■ Задачи ■
1. Перепечатайте из текста о Либерии всё от «Машину сильно трясло.» и до «стран в Монровию.» включительно.
2. Пожалуйста, замените «flagged» на «marked» и приведите заново только записи: всё от строки, содержащей «Audit log entry: the stick», и до самого конца записей включительно. Остальное оставьте без изменений.

■ Фрагмент текста ■
***

Либерия непохожа на другие африканские страны. Ко времени, когда бывшие колонии еще только стали получать независимость, Либерия была независимой уже сто лет. Когда соседние государства задыхались в нищете, в Либерию текли многомиллионные инвестиции. Сейчас, после двух продолжительных гражданских войн, страна лежит в развалинах, а люди, словно очнувшись после страшного похмелья, с ужасом оглядываются назад и пытаются наладить мирную жизнь.

Машину сильно трясло. Но все же я развернул пакет и достал из него кусок жареного мяса. Как и другие пассажиры, я купил его десять минут назад у хмурой торговки, расположившейся у полицейского блокпоста. Мясо было горячим и жестким. «Да это собачатина», — вдруг произнесла сидевшая рядом со мной женщина. Она вытащила кусок изо рта и принялась разглядывать его в свете заходящего солнца.

День получился длинным. Рано утром я вышел из автобуса на окраине Кенемы, крупнейшего в Сьерра-Леоне центра добычи алмазов. Алмазы меня не интересовали. Несколько раз в день отсюда к либерийской границе отправлялись ржавые, набитые пассажирами тойоты и ниссаны. После войны это был единственный транспорт, на котором можно было попасть в страну, если не считать нерегулярных авиарейсов из некоторых стран в Монровию.

Не успел я отойти от автобуса на несколько шагов, как ко мне подошли двое. У одного на плече болтался автомат. Другой держал в руке погремушку. Я уже знал, что за этим последует. Документы у редких иностранцев здесь проверяет каждый, у кого есть минута свободного времени и хоть какая-то власть.

***

■ Серия записей ■
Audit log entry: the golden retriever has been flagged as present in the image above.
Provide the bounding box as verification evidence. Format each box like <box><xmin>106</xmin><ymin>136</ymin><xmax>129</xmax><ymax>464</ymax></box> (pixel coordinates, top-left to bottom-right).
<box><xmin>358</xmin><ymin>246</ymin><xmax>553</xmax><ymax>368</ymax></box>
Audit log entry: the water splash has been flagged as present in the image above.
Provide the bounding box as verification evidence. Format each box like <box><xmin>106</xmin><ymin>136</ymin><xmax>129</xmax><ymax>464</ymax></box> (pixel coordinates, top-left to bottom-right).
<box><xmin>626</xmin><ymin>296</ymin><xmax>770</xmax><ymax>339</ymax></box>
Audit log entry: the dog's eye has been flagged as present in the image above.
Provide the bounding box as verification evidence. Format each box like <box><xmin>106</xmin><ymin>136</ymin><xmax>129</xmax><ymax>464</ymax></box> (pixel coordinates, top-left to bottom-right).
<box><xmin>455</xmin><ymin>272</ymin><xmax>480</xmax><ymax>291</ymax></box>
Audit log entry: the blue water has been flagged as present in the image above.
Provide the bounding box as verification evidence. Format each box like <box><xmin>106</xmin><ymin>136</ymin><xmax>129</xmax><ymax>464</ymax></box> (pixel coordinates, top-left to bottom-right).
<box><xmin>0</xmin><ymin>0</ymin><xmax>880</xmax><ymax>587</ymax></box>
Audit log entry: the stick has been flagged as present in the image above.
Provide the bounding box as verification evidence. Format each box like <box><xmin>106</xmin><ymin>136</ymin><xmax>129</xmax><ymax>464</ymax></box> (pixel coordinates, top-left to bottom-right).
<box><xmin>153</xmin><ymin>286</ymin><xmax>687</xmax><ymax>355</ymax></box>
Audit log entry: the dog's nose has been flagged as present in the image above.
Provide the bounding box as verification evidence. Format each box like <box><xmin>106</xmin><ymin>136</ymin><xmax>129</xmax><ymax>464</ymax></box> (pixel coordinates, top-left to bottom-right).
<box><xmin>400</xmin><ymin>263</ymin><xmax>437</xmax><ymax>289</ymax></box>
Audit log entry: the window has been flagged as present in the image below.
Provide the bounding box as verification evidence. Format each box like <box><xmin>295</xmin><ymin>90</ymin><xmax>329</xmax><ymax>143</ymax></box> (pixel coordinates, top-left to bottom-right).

***

■ Ответы ■
1.
Машину сильно трясло. Но все же я развернул пакет и достал из него кусок жареного мяса. Как и другие пассажиры, я купил его десять минут назад у хмурой торговки, расположившейся у полицейского блокпоста. Мясо было горячим и жестким. «Да это собачатина», — вдруг произнесла сидевшая рядом со мной женщина. Она вытащила кусок изо рта и принялась разглядывать его в свете заходящего солнца.

День получился длинным. Рано утром я вышел из автобуса на окраине Кенемы, крупнейшего в Сьерра-Леоне центра добычи алмазов. Алмазы меня не интересовали. Несколько раз в день отсюда к либерийской границе отправлялись ржавые, набитые пассажирами тойоты и ниссаны. После войны это был единственный транспорт, на котором можно было попасть в страну, если не считать нерегулярных авиарейсов из некоторых стран в Монровию.

2.
Audit log entry: the stick has been marked as present in the image above.
Provide the bounding box as verification evidence. Format each box like <box><xmin>106</xmin><ymin>136</ymin><xmax>129</xmax><ymax>464</ymax></box> (pixel coordinates, top-left to bottom-right).
<box><xmin>153</xmin><ymin>286</ymin><xmax>687</xmax><ymax>355</ymax></box>
Audit log entry: the dog's nose has been marked as present in the image above.
Provide the bounding box as verification evidence. Format each box like <box><xmin>106</xmin><ymin>136</ymin><xmax>129</xmax><ymax>464</ymax></box> (pixel coordinates, top-left to bottom-right).
<box><xmin>400</xmin><ymin>263</ymin><xmax>437</xmax><ymax>289</ymax></box>
Audit log entry: the window has been marked as present in the image below.
Provide the bounding box as verification evidence. Format each box like <box><xmin>295</xmin><ymin>90</ymin><xmax>329</xmax><ymax>143</ymax></box> (pixel coordinates, top-left to bottom-right).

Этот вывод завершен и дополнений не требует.